> **EXERCISE**
Reproduce the data below word for word, omitting the pictures.

> **INPUT**
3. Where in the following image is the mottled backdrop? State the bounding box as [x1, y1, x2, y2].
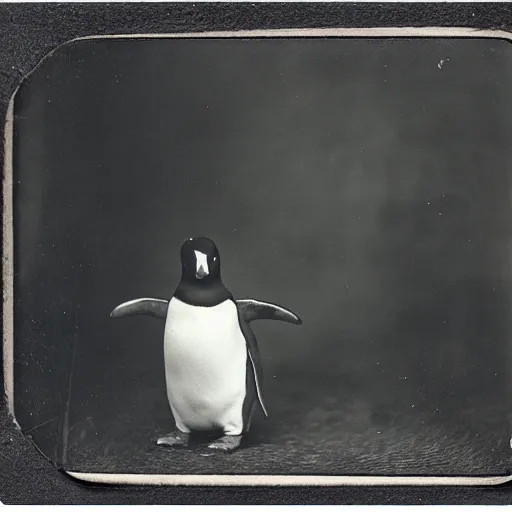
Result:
[14, 39, 512, 474]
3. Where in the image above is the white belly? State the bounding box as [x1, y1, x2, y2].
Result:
[164, 298, 247, 435]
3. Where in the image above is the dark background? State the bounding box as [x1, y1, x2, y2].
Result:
[0, 0, 510, 503]
[14, 35, 512, 475]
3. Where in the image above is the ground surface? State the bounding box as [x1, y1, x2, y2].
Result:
[67, 378, 510, 475]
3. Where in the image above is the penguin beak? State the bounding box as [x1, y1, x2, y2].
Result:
[194, 251, 210, 279]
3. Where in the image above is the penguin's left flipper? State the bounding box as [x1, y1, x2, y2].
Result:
[236, 299, 302, 325]
[110, 299, 169, 318]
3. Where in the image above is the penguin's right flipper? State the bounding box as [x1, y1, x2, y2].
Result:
[236, 299, 302, 325]
[110, 299, 169, 318]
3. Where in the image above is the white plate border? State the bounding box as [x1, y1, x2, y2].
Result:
[2, 27, 512, 486]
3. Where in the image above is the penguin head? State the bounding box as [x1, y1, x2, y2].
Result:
[181, 237, 220, 284]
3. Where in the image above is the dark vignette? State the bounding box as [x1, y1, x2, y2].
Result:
[0, 0, 512, 504]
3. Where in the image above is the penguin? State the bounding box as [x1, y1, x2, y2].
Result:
[110, 237, 302, 452]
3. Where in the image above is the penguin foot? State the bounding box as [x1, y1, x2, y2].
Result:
[208, 435, 242, 452]
[156, 430, 189, 448]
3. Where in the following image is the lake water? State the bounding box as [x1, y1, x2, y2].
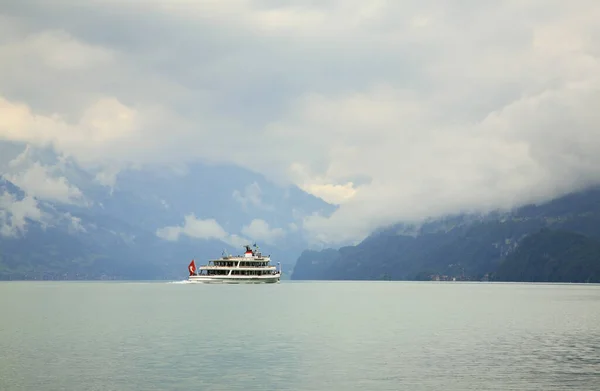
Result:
[0, 281, 600, 391]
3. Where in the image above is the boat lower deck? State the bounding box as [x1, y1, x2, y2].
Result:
[188, 274, 281, 284]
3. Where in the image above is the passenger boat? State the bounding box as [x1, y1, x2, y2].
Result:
[188, 243, 281, 284]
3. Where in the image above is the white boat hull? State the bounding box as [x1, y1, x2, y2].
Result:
[188, 274, 281, 284]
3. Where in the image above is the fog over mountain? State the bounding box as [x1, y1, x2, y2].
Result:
[0, 0, 600, 248]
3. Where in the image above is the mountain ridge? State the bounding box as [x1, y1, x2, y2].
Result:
[292, 186, 600, 280]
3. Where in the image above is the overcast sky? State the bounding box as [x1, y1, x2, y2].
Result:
[0, 0, 600, 242]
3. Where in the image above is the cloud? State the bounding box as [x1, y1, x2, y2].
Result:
[0, 191, 46, 237]
[232, 182, 273, 210]
[242, 219, 285, 244]
[156, 213, 248, 246]
[4, 147, 86, 205]
[0, 0, 600, 243]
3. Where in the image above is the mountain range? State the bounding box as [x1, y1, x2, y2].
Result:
[292, 187, 600, 282]
[0, 142, 600, 282]
[0, 143, 336, 279]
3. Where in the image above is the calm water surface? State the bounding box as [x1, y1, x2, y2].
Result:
[0, 281, 600, 391]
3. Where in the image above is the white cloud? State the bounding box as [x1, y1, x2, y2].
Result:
[0, 191, 46, 237]
[242, 219, 285, 244]
[156, 213, 248, 246]
[4, 147, 86, 205]
[232, 182, 273, 210]
[0, 0, 600, 242]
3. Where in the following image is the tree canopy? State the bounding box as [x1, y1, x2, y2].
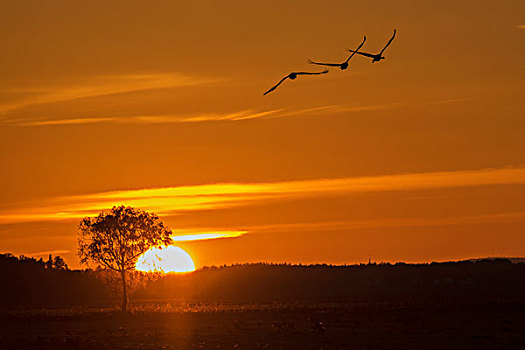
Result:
[78, 206, 172, 310]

> **RESULT FOR THIS EXERCISE**
3. Where in the following image is the mottled backdrop? State the bounding box as [x1, y1, x2, y2].
Result:
[14, 39, 512, 474]
3. Where in the image above is the white belly? State the bounding box as [x1, y1, x2, y2].
Result:
[164, 298, 247, 435]
3. Where in the image above is the dark background? State the bounding box as [x1, y1, x2, y2].
Result:
[0, 0, 510, 503]
[14, 35, 512, 475]
3. Where in the image above is the ground surface? State the bounding box as [x1, y1, x2, y2].
Result:
[67, 378, 510, 475]
3. Where in the image above is the penguin beak? State the bounding box as [x1, y1, x2, y2].
Result:
[194, 251, 210, 279]
3. Where in the image above is the penguin's left flipper? State the bounding box as [x1, y1, x2, y2].
Result:
[236, 299, 302, 325]
[110, 299, 169, 318]
3. Where in the image above is the penguin's right flipper? State the bounding box as [x1, y1, x2, y2].
Result:
[236, 299, 302, 325]
[110, 299, 169, 318]
3. Where in the image above is the white plate border? State the bounding box as [x1, y1, x2, y2].
Result:
[2, 27, 512, 486]
3. Where in the image above is the penguin head? State the bounding box as [x1, y1, x2, y2].
Result:
[181, 237, 220, 284]
3. Where in the image above is the dark vignette? State the bounding box as [x1, y1, x2, y2].
Result:
[0, 0, 512, 504]
3. Where in the image above is the penguin? State the bounding box as [x1, y1, x2, y2].
Result:
[110, 237, 302, 452]
3. Where in the image above is the penguin foot? State the bounding box as [x1, y1, x2, y2].
Result:
[208, 435, 242, 452]
[156, 430, 189, 448]
3. Where in the following image is the lake water? State the bounding box as [x1, y1, x2, y2].
Result:
[0, 281, 600, 391]
3. Where in the image above is the boat lower deck? State the bounding box as [x1, y1, x2, y2].
Result:
[188, 274, 281, 284]
3. Where in the image above is the passenger boat? State the bounding box as [x1, y1, x2, y2].
Result:
[188, 243, 281, 284]
3. Where in the image above is the white boat hull? State the bounding box as [x1, y1, x2, y2].
Result:
[188, 274, 281, 284]
3. Where in the image above is the fog over mountain? State the bounding box as [x1, y1, x2, y2].
Result:
[0, 0, 600, 248]
3. Where in the image above is the mountain ridge? State the bounding box as [x1, y1, x2, y2].
Result:
[292, 186, 600, 280]
3. Where in the image above is the overcast sky? State the bounding box as [x1, y1, x2, y2].
Result:
[0, 0, 600, 242]
3. Where in the image above is the cloud? State the bounding box as [x1, y1, x2, y2].
Result:
[0, 191, 46, 237]
[232, 182, 273, 210]
[242, 219, 285, 244]
[156, 213, 248, 246]
[4, 147, 86, 205]
[0, 0, 600, 243]
3. Where in the image above is the mountain range? State the bounding box as [x1, y1, x2, y2].
Result:
[292, 187, 600, 282]
[0, 142, 600, 282]
[0, 143, 336, 279]
3. Where in the image above is the calm water surface? State the bounding box as [x1, y1, x2, y2].
Result:
[0, 281, 600, 391]
3. Where in the image above is the white cloud? State the bounding box as [x1, y1, x2, y2].
Result:
[0, 191, 46, 237]
[242, 219, 285, 244]
[156, 213, 248, 246]
[4, 147, 86, 205]
[232, 182, 273, 210]
[0, 0, 600, 242]
3. Where in the following image is the tree canopy? State the bounding box as [x1, y1, x2, y2].
Result:
[78, 206, 172, 310]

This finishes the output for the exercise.